DATA SUPPLIED

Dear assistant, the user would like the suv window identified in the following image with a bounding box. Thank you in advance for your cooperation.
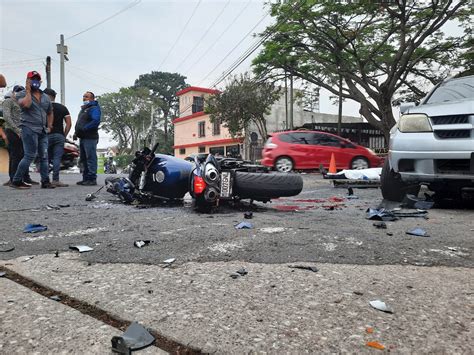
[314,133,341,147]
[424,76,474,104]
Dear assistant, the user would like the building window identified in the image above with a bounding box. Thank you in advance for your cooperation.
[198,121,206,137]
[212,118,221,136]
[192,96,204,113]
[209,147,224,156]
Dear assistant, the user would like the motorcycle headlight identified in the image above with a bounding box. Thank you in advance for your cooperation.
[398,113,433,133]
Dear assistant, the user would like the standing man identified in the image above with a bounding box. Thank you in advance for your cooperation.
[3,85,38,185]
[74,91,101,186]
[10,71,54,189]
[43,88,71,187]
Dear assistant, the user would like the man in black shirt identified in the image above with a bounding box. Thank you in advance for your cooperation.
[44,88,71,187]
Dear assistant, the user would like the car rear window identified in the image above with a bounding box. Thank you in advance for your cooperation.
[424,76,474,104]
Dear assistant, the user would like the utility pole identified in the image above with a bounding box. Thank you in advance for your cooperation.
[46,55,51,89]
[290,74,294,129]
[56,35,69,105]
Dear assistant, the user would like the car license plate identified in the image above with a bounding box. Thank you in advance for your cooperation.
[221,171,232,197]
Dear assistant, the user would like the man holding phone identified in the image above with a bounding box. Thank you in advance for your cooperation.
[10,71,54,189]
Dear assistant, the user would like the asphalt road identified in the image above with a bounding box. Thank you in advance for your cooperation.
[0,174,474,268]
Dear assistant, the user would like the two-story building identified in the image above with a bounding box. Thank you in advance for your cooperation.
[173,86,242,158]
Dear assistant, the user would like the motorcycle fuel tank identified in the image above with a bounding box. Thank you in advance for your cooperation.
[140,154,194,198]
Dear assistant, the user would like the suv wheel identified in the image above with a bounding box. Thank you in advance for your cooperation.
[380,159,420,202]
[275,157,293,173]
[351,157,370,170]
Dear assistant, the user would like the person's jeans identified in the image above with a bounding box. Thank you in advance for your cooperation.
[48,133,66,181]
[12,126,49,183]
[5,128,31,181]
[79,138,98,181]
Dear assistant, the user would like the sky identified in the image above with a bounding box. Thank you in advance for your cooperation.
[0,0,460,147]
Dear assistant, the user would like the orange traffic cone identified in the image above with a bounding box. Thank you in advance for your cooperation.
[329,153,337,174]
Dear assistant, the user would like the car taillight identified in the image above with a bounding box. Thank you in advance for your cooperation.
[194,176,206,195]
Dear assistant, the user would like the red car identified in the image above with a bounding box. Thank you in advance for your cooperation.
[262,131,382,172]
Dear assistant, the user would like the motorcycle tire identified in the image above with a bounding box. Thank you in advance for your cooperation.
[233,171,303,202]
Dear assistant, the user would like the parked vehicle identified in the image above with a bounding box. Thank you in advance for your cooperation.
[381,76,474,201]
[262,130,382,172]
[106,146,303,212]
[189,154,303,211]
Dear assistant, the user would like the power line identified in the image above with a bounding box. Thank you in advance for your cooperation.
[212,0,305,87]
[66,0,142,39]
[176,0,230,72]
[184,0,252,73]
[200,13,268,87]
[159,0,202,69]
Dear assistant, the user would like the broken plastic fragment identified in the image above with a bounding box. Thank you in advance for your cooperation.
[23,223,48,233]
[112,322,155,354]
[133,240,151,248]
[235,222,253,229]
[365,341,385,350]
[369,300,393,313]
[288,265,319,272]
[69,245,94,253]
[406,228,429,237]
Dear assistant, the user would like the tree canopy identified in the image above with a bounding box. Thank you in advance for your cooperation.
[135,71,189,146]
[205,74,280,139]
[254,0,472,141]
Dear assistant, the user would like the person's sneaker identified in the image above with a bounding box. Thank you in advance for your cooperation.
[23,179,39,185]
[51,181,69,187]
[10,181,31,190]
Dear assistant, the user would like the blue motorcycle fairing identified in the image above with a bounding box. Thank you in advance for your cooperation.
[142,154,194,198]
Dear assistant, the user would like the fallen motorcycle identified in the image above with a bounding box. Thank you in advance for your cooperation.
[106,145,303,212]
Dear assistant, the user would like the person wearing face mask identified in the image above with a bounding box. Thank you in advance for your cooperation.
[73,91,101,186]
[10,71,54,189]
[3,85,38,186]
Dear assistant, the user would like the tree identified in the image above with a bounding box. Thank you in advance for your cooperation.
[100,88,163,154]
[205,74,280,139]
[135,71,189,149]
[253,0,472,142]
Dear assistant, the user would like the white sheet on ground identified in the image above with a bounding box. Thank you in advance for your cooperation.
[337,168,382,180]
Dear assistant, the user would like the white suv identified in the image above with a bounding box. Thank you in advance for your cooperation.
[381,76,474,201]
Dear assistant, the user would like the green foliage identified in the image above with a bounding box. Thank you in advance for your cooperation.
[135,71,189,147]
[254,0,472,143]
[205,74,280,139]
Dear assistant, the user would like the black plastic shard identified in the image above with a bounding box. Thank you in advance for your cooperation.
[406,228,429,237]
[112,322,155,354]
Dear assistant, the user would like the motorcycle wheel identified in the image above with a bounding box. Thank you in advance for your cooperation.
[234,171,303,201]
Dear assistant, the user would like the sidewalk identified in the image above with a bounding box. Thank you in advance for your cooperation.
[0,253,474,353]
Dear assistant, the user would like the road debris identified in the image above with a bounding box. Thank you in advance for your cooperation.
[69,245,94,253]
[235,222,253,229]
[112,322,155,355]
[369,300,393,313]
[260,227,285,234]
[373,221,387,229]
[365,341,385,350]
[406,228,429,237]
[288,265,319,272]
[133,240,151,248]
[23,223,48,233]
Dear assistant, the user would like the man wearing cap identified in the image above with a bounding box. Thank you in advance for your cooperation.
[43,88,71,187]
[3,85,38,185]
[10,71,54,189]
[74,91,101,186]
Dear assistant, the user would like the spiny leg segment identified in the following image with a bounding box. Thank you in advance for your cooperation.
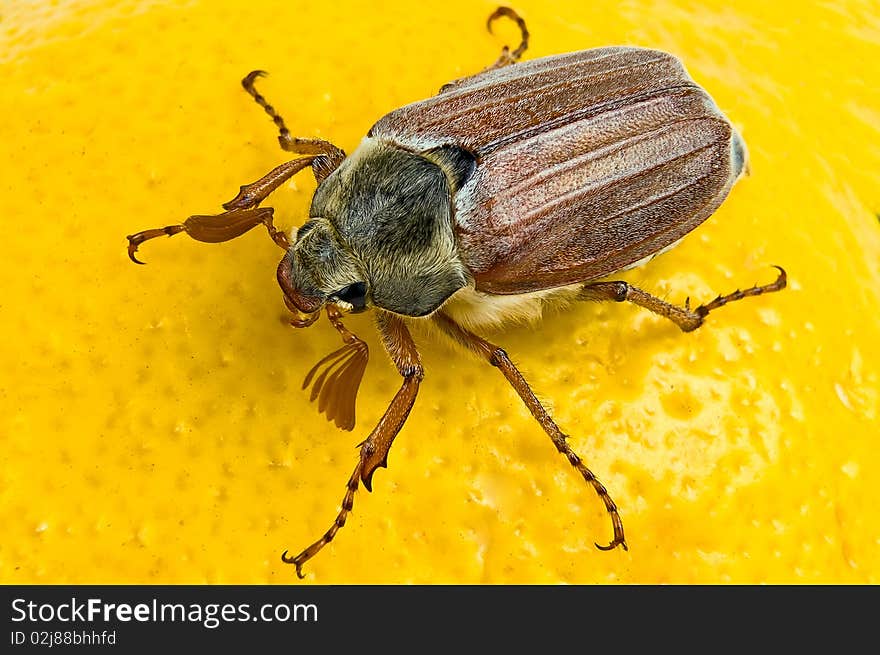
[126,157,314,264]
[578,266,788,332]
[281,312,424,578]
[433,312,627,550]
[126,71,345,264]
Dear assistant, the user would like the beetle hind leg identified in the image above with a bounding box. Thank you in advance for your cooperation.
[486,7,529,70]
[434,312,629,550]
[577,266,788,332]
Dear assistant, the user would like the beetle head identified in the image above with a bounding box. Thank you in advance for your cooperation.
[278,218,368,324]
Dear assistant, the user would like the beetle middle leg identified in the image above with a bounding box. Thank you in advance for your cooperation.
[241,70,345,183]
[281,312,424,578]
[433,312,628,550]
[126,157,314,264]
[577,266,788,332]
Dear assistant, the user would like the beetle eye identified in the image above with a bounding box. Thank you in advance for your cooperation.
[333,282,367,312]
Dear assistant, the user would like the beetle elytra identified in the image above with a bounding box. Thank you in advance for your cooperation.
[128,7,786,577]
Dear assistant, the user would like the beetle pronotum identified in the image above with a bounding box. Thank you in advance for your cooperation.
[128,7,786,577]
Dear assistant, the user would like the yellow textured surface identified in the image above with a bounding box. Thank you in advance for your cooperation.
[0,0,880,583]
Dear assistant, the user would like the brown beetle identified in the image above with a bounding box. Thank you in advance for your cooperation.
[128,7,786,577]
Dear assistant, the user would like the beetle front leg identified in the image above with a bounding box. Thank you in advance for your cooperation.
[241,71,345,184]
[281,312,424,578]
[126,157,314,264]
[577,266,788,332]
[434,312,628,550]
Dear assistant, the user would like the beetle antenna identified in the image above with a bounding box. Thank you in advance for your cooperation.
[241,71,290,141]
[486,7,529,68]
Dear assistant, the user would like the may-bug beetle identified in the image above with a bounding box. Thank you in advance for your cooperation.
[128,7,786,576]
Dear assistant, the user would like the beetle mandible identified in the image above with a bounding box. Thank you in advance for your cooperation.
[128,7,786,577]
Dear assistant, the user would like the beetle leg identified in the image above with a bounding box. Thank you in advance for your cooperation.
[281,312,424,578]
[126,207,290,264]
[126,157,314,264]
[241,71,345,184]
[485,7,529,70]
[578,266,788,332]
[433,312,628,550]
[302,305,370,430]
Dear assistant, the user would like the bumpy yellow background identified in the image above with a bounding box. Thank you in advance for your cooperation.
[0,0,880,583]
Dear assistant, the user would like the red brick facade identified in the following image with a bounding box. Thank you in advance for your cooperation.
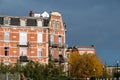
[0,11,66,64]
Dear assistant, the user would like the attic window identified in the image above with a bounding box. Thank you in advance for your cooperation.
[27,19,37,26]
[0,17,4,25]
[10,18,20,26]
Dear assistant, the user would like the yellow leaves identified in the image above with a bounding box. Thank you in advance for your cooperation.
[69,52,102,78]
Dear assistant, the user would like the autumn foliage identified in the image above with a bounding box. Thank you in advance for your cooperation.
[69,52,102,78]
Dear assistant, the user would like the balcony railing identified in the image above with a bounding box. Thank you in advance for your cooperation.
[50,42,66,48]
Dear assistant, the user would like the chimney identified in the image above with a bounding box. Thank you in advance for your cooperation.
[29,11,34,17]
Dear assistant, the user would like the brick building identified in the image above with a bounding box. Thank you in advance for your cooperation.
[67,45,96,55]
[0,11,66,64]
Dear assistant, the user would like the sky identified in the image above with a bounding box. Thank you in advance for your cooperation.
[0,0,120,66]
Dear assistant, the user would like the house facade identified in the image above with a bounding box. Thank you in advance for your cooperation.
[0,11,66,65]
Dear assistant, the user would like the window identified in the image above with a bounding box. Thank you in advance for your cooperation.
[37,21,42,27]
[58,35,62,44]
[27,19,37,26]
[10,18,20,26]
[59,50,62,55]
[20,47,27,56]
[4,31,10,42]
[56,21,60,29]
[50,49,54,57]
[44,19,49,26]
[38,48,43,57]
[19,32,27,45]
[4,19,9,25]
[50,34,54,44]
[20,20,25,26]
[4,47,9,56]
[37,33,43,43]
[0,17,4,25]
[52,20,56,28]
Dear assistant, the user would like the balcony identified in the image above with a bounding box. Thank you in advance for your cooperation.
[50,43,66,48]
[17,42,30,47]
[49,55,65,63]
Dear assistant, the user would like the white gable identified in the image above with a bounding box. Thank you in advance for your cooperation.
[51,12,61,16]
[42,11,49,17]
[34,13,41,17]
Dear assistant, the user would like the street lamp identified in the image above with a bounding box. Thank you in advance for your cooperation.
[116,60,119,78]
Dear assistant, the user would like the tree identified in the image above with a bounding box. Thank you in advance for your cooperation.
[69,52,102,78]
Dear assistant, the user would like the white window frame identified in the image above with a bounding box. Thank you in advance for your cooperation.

CHALLENGE
Find the line with "Dear assistant, the user would like the window" in the listing above, then write out that line and each remaining line exactly, with no other text.

FINAL ANSWER
Dear assistant, the user would like the window identified in the image above with a bounding box. Thank you in advance for your cooperation.
[37,21,42,27]
[58,35,62,44]
[27,19,37,26]
[10,18,20,26]
[59,50,62,55]
[20,47,27,56]
[4,31,10,42]
[56,21,60,29]
[50,49,54,57]
[44,19,49,26]
[38,48,43,57]
[19,32,27,45]
[4,19,9,25]
[50,34,54,44]
[20,20,25,26]
[4,47,9,56]
[37,33,43,43]
[0,17,4,25]
[52,20,56,28]
Dear assistant, the user would like the balcony identified in the image above with a bounding box. Thank you in advance for your cooperation.
[50,43,66,48]
[17,42,30,47]
[49,55,65,63]
Dear assistant, the user would like the white gable identified in the image above with a bounding box. Thank you in advance for your cooperation.
[51,12,61,16]
[42,11,49,17]
[34,13,41,17]
Dear assistant, the user would like the street lamp identified in the image above with a bounding box. Thank you in advance for your cooperation.
[116,60,119,78]
Dear assistant, the user would like the tree identified in the image above with a bounding box. Thank you in advance for your cooperation.
[69,52,102,78]
Dear assistant, the user would like the white window frame identified in the image above with a bounding box. Thank you in advance for your cooperation.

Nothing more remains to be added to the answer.